▶ _TASK OBJECTIVE_
Reproduce, word for word, the stretch of the records below from the line containing "Would you please identify the row" through the line containing "column 408, row 59", including both of those lines.

▶ _THE INPUT_
+++

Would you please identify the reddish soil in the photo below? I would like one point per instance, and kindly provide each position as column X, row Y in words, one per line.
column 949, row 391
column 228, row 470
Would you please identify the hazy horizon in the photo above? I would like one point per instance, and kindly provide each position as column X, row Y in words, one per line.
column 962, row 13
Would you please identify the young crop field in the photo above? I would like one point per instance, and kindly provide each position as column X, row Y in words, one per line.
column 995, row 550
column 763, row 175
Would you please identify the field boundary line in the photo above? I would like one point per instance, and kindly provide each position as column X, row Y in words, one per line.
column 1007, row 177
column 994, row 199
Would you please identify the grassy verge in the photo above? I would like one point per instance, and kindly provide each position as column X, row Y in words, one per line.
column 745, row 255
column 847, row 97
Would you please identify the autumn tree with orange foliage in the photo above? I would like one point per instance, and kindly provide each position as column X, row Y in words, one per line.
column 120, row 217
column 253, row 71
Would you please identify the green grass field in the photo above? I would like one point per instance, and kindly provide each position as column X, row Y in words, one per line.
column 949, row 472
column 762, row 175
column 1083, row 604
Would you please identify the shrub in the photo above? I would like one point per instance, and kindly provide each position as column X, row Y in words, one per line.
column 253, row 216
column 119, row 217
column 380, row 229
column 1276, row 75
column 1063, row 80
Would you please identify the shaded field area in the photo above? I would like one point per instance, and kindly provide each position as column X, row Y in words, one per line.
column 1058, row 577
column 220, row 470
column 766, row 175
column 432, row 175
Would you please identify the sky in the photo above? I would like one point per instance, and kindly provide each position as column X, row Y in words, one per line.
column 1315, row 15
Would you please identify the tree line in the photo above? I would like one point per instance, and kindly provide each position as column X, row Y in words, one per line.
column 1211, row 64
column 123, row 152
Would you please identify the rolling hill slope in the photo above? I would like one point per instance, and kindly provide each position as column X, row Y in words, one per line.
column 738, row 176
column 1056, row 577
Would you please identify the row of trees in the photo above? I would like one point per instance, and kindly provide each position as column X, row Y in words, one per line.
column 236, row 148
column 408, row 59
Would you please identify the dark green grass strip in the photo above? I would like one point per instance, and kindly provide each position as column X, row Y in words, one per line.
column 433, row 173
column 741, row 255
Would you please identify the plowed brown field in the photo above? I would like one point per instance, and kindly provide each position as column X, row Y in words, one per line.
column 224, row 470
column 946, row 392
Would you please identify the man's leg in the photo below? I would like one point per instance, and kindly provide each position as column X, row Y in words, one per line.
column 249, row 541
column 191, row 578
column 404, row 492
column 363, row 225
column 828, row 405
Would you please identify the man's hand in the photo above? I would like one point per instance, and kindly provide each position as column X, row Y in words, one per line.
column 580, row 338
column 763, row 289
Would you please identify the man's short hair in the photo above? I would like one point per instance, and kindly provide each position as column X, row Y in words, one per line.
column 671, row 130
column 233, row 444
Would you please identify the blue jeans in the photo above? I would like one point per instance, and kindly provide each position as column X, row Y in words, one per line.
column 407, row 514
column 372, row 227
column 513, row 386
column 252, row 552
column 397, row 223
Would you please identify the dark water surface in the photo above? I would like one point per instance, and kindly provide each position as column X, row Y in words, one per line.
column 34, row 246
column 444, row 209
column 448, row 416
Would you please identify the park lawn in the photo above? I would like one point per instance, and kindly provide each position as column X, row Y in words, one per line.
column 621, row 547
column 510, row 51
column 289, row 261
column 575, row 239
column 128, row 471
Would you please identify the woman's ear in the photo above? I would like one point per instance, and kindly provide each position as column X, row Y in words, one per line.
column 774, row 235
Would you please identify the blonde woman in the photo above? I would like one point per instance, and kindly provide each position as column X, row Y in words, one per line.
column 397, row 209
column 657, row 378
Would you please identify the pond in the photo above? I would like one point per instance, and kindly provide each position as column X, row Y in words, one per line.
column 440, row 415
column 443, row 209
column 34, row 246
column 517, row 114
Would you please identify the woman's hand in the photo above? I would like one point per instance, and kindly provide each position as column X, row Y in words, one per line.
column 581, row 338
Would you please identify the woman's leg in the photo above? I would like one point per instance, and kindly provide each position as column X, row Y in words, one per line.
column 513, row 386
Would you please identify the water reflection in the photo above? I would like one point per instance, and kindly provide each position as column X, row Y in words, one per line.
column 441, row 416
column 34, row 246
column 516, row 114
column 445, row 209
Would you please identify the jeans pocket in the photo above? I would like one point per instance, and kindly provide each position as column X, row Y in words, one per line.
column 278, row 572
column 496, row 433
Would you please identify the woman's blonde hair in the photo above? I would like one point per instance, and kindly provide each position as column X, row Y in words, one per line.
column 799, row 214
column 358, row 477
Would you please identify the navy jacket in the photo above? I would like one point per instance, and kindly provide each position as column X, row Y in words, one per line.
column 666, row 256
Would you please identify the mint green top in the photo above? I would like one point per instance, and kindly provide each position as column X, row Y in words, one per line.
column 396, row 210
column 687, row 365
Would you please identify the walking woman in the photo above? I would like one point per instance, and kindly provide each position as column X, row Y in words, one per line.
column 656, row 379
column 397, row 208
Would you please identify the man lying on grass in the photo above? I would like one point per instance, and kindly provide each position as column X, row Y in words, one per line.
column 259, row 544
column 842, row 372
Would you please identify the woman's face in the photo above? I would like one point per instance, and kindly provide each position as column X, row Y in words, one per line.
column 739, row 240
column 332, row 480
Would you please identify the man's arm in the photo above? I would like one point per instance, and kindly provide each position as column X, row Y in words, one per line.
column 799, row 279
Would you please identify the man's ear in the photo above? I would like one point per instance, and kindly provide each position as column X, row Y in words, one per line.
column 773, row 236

+++

▶ _ANSWER TO THIS TASK_
Would you please identify the row of trees in the photo above? I would like one point per instance, and kindly provide each position as column X, row Y in words, one per line.
column 236, row 148
column 408, row 59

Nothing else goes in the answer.